- RECORDS
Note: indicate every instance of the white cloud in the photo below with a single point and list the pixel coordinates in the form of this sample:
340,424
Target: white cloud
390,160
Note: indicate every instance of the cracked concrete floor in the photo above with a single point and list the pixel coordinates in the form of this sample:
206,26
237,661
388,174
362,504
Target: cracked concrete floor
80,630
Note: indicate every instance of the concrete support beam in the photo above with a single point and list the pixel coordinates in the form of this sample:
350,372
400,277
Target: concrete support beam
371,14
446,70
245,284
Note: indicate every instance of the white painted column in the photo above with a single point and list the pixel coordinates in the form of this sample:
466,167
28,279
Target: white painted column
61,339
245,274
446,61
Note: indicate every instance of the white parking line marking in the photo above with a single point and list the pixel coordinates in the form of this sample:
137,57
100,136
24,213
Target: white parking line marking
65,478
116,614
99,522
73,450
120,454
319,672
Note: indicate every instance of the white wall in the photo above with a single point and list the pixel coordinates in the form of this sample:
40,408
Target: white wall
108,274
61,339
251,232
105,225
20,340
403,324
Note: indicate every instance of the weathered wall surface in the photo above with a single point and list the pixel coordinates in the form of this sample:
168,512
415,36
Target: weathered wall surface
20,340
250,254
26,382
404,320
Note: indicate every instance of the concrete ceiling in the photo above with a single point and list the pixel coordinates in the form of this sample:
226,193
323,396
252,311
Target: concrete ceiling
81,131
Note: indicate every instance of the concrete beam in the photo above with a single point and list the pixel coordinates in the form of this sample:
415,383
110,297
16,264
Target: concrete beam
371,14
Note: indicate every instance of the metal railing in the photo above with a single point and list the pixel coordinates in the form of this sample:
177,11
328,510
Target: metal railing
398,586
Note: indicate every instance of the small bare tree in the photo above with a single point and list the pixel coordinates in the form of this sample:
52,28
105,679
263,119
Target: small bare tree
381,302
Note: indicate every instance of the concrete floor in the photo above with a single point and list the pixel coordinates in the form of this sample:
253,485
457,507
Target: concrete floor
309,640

- OBJECTIVE
Rewrite everything from the line containing "Note: indicate every instance of the concrete beam" down to the end of the records, both ends included, and repeat the requests unchanged. In the answers only, multiply each point coordinate by 1.8 and round it to a whole number, with halves rounded up.

- REPLY TO THE EXERCISE
Note: indicate every instance of the concrete beam in the photo above with a single point and list the pixel coordinates in the form of this sample:
415,383
110,297
16,264
Target: concrete beam
668,25
Note: indicate every instance of the metal railing in the photo above with a single point and list the pixel coordinates in the form of this sample:
177,11
328,510
Target: metal railing
716,1055
Note: indicate every instance of the small bare tree in the photo above with a single point and list the pixel coordinates in the form of this sample:
52,28
105,679
263,119
Target: small bare tree
686,544
Note: indicate every instance of the concrete floor in the photo above with a single point and list the pixel coordinates in the form of this sample:
253,485
457,507
Target: concrete floor
556,1152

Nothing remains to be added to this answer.